COMPLETE THE FOLLOWING:
- A) Translate this sentence from the article on Penn's student-run MERT into Spanish: "MERT’s headquarters is in the basement of Butcher Dormitory at Ware College House, where it moved to in 2010 from Sansom Place East."
- B) In the article on Penn's student-run MERT, repeat word for word the passage from "There is a TV" to "awareness, and CPR.".
- C) Pick up the article on Penn's student-run MERT where it stops and keep writing.
══ SELECTED TEXT ══
Fast-acting, student-run MERT is on call for medical emergencies

Penn’s student-run Medical Emergency Response Team, or MERT, has voluntarily served the University City community since its inception 10 years ago.

When a call is made to Penn’s emergency number (215-573-3333) and medical attention is requested, MERT crew members on specially equipped bicycles are sent out to perform basic life support until an ambulance arrives. MERT crews, which have an average response time of about five minutes, work directly with the Penn Police Department and the Philadelphia Fire Department.

“We’ve responded to things like pedestrian-cyclist collisions, seizures, psychiatric emergencies, and burn victims,” says MERT’s Chief Hannah Peifer, a junior African studies and biology major. “In all the years MERT’s been around, it’s even delivered a baby.”

MERT’s headquarters is in the basement of Butcher Dormitory at Ware College House, where it moved to in 2010 from Sansom Place East. The MERT crews—typically four on a shift—operate from 5 p.m. to 7 a.m. Monday through Thursday and continually from Friday evening to Monday morning.

There is a TV and couch in the lounge, four sets of bunk beds, and an occasional lunch-eater among those working in the study area. Aside from a room packed with medical equipment, it’s much like a typical club hangout on a college campus. That’s done with intent.

“We are a big family, we’re all friends,” says Peifer. “But at the same time, we are professionals, and that’s how we present ourselves to the community and to our patients.”

All 50 of MERT’s current active members are highly trained, each having completed a 150-hour emergency medical technician (EMT) class. They have also received multiple certifications, including incident command, hazardous material awareness, and CPR.
═══
══ GIVEN DATA ══
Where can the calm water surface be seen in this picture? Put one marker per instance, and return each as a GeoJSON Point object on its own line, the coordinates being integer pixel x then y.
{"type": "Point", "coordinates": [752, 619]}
═══
RESULTS OF THE TASKS:
- A) La sede de MERT está en el sótano del dormitorio Butcher, en Ware College House, adonde se trasladó en 2010 desde Sansom Place East.

- B)
There is a TV and couch in the lounge, four sets of bunk beds, and an occasional lunch-eater among those working in the study area. Aside from a room packed with medical equipment, it’s much like a typical club hangout on a college campus. That’s done with intent.

“We are a big family, we’re all friends,” says Peifer. “But at the same time, we are professionals, and that’s how we present ourselves to the community and to our patients.”

All 50 of MERT’s current active members are highly trained, each having completed a 150-hour emergency medical technician (EMT) class. They have also received multiple certifications, including incident command, hazardous material awareness, and CPR.

- C)
“We’re constantly preparing, too,” says sophomore biochemistry major Brett Bell, MERT’s disaster response team officer. For instance, all the MERT members will soon complete a two-day training to prepare for Spring Fling.

On standby at large events, including the Penn Relays, Hey Day, and Penn’s Commencement, is MERT’s special response unit—a trailer stocked with necessary equipment in case of a large-scale incident. MERT received the unit last spring, due in large part to the efforts of Eugene Janda, chief of Fire and Emergency Services at the Division of Public Safety. (Janda, one of MERT’s advisers, recently received the Collegiate EMS Adviser of the Year Award from the National Collegiate Emergency Medical Services Foundation.)

The Penn community is invited to check out the special response unit at MERT’s third annual First Aid Festival on Friday, April 1, from 2 to 5 p.m. on College Green (Houston Hall if it rains).

MERT is bringing some CPR manikins and some AEDs—automated external defibrillators—that people will be able to practice with, too. There will be information on MERT’s partner organizations, including Penn’s Counseling and Psychological Services and Student Health Service, as well as similar student EMT groups from Temple and Drexel.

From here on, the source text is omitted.